> _Task brief_
How many lines in the listing below contain the string "mountain"? Uppercase and lowercase count as different, and the reply should be the number alone.

> _Recorded information_
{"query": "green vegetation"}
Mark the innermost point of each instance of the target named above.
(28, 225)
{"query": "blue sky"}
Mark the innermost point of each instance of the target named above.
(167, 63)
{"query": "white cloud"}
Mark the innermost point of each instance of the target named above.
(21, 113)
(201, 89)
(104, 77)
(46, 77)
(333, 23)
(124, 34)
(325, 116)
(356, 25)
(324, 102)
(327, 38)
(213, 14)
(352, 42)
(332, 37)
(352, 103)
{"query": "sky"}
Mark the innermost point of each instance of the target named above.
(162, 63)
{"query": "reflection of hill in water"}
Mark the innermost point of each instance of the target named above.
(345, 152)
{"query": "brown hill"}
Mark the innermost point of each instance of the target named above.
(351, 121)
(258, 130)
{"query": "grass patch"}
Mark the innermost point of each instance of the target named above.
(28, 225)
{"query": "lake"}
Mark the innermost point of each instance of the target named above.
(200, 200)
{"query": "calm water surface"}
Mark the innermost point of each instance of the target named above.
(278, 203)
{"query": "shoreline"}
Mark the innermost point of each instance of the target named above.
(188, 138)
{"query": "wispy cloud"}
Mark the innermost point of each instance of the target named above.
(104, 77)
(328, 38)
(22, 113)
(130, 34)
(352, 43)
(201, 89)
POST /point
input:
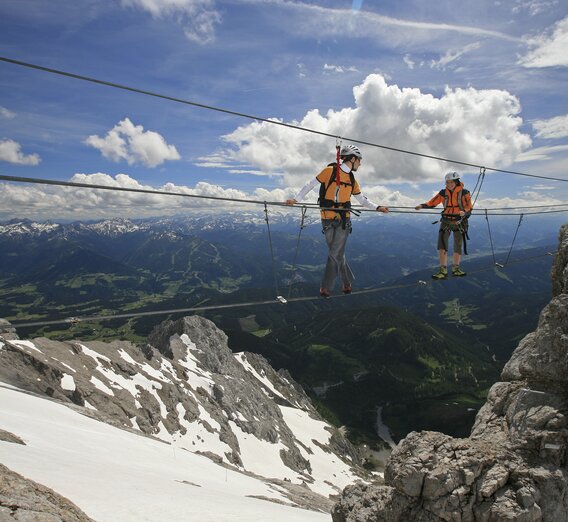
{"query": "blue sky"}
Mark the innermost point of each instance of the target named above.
(482, 82)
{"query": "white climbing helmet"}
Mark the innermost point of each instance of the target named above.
(350, 150)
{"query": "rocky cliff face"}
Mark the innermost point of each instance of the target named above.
(186, 387)
(514, 465)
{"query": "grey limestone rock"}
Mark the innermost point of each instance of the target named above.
(26, 501)
(514, 465)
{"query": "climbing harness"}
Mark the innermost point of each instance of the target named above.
(334, 205)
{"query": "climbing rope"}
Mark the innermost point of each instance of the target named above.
(514, 237)
(303, 217)
(278, 296)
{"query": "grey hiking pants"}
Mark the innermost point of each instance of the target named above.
(336, 238)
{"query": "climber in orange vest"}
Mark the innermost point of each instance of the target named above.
(337, 185)
(457, 208)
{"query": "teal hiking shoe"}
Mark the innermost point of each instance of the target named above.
(441, 274)
(457, 271)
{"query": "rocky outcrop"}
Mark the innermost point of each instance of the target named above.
(23, 499)
(514, 465)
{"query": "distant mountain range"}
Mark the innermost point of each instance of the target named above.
(424, 354)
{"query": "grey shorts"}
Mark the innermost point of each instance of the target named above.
(444, 238)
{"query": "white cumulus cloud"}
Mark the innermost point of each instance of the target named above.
(469, 125)
(452, 55)
(6, 114)
(339, 68)
(10, 151)
(198, 18)
(549, 49)
(59, 202)
(126, 141)
(556, 127)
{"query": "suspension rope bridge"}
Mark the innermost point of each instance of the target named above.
(502, 211)
(366, 291)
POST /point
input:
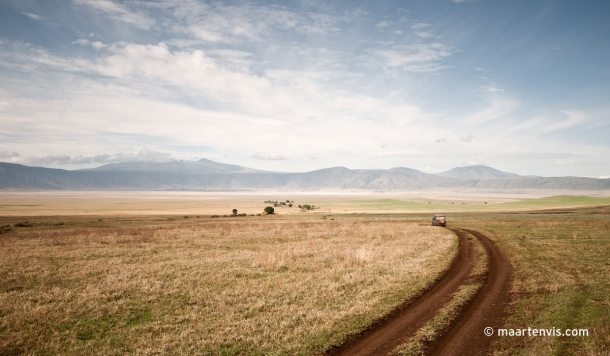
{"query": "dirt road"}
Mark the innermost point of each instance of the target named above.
(465, 336)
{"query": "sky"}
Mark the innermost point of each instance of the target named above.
(522, 85)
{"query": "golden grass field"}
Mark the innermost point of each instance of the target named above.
(206, 286)
(95, 273)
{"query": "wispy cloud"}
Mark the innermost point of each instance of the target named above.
(492, 88)
(32, 16)
(415, 58)
(118, 12)
(383, 24)
(424, 34)
(269, 156)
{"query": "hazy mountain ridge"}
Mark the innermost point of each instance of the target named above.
(477, 172)
(208, 175)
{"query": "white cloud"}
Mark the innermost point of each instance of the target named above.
(383, 24)
(424, 34)
(416, 57)
(492, 88)
(419, 26)
(269, 156)
(32, 16)
(219, 23)
(84, 42)
(118, 12)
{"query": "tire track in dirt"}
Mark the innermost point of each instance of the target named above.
(489, 308)
(385, 335)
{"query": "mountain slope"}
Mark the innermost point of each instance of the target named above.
(477, 172)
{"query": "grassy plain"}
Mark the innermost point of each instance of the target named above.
(249, 285)
(130, 274)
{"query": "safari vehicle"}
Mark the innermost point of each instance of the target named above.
(439, 220)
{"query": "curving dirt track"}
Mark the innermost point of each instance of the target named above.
(489, 308)
(465, 336)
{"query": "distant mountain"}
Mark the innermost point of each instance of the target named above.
(208, 175)
(477, 172)
(409, 171)
(201, 166)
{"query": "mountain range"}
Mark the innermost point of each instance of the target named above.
(207, 175)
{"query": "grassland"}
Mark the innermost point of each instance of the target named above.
(144, 283)
(561, 260)
(204, 286)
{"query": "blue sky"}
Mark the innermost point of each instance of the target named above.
(522, 86)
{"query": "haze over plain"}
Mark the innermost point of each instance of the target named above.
(295, 86)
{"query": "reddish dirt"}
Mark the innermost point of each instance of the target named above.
(382, 337)
(489, 308)
(465, 336)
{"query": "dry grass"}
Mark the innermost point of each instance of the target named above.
(562, 279)
(207, 287)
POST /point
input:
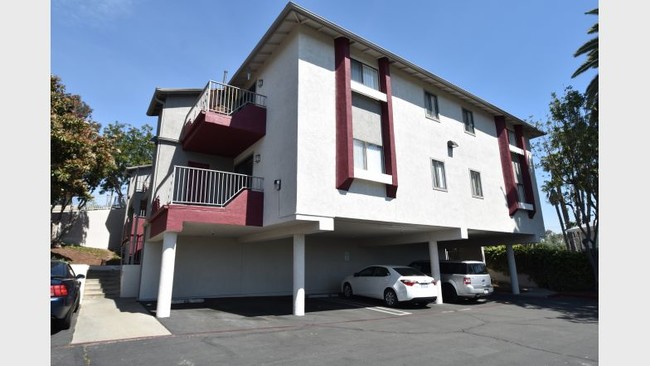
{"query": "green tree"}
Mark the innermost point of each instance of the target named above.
(131, 147)
(79, 156)
(590, 49)
(570, 157)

> _Response to the task_
5